**** RECORDED INFORMATION ****
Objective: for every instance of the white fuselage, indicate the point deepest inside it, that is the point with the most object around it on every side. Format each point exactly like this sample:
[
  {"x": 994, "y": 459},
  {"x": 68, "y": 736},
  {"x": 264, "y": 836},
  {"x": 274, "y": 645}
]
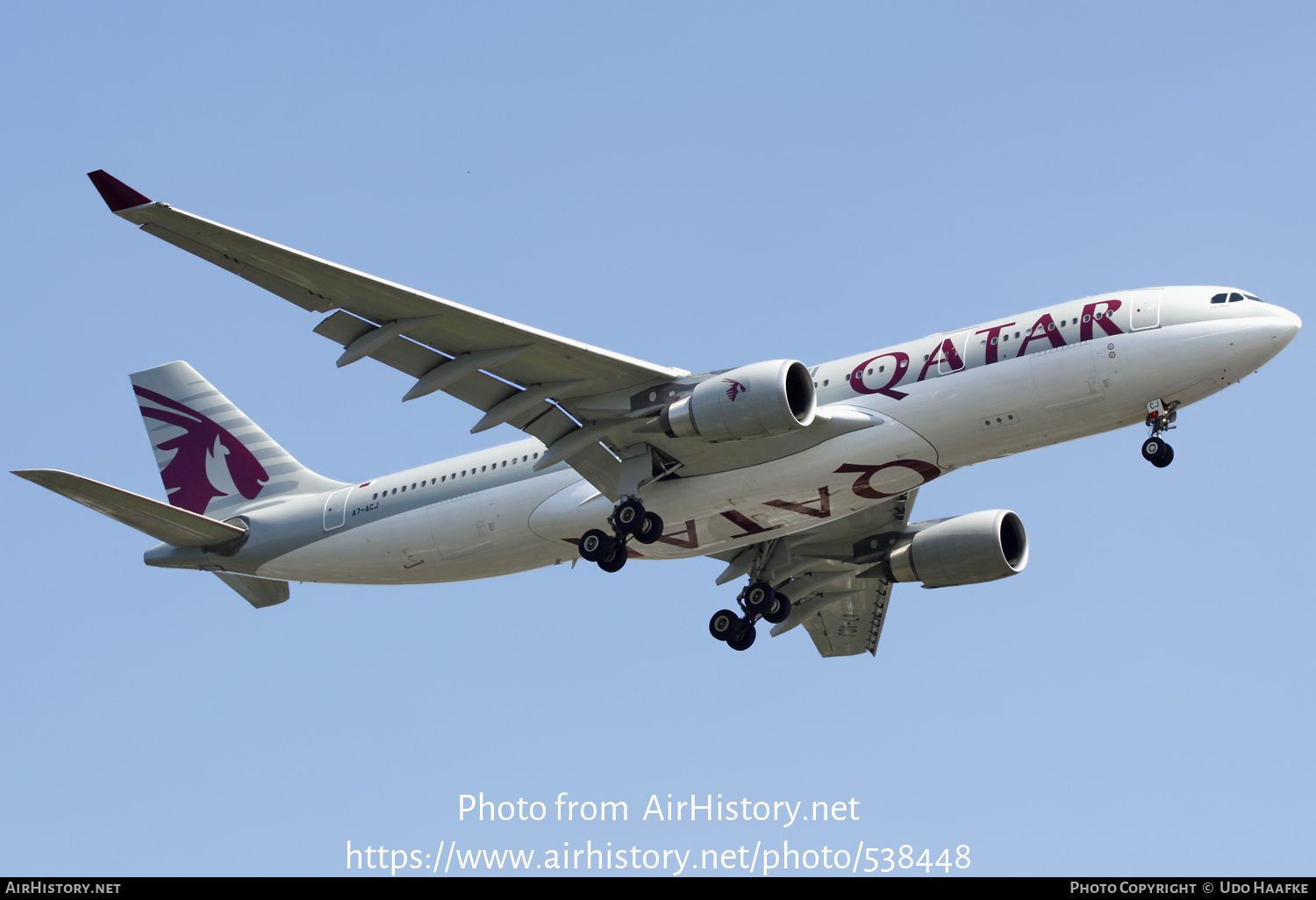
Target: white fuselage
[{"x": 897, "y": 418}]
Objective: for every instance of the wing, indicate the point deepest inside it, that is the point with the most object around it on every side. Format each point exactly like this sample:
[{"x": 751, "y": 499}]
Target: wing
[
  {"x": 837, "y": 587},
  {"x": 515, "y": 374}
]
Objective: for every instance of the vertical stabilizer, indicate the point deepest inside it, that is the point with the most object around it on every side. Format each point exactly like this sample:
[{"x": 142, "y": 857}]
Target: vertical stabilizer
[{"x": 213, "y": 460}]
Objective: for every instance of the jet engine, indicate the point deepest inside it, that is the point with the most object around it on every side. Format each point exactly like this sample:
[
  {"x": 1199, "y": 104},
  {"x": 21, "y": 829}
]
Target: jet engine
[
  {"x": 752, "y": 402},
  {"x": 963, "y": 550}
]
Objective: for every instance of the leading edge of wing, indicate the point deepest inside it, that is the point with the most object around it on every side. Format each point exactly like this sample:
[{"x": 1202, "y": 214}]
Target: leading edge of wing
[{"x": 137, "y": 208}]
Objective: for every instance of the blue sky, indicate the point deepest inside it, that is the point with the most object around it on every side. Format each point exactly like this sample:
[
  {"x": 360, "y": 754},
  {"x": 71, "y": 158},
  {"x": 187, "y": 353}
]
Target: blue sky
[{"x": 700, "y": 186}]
****
**** RECORDED INFORMATION ****
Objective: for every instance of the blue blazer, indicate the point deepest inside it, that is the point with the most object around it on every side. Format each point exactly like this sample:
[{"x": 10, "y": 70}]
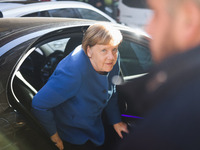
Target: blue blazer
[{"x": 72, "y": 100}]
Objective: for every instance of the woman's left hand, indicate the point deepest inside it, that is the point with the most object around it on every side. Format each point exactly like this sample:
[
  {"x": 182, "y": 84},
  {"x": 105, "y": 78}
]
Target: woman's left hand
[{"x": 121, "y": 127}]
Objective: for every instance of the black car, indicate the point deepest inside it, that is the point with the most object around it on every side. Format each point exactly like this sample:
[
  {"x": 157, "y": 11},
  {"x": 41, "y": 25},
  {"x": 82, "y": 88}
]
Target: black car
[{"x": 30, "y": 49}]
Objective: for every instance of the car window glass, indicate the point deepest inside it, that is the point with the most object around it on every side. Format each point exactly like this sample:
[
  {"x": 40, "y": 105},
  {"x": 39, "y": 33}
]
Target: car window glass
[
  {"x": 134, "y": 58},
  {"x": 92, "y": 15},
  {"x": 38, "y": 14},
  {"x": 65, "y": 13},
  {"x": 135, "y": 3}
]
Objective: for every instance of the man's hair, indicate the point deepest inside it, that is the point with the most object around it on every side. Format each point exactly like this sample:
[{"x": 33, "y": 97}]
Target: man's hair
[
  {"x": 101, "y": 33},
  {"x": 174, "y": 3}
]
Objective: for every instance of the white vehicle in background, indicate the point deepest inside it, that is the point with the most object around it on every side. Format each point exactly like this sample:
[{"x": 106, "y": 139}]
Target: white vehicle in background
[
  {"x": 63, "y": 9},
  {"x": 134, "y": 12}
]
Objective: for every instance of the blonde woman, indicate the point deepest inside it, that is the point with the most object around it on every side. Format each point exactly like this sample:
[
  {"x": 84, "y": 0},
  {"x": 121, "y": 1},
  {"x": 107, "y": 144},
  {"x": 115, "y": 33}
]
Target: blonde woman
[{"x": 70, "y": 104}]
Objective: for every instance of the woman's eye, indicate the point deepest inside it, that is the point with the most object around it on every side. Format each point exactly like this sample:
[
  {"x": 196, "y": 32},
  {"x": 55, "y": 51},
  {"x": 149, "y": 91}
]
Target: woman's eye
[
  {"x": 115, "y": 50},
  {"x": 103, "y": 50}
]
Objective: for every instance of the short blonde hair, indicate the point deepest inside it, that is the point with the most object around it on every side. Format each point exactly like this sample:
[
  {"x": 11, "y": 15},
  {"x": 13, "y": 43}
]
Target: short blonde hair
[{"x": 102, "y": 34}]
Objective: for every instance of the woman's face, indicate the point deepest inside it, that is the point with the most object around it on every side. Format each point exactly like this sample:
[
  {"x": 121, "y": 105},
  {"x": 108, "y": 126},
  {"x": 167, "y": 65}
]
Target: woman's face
****
WORK TO DO = Rewrite the lines from the one containing "Objective: for every instance of the white fuselage, indicate" through the one containing "Target: white fuselage", both included, renaming "white fuselage" to "aircraft body" and changing nothing else. Return only those lines, with the picture left out.

REPLY =
Objective: for every instance of the aircraft body, indicate the point deepest inside it, that is the point with the most object around it on every side. Format each point exactly like this sample:
[
  {"x": 994, "y": 459},
  {"x": 68, "y": 736},
  {"x": 264, "y": 836},
  {"x": 274, "y": 645}
]
Target: aircraft body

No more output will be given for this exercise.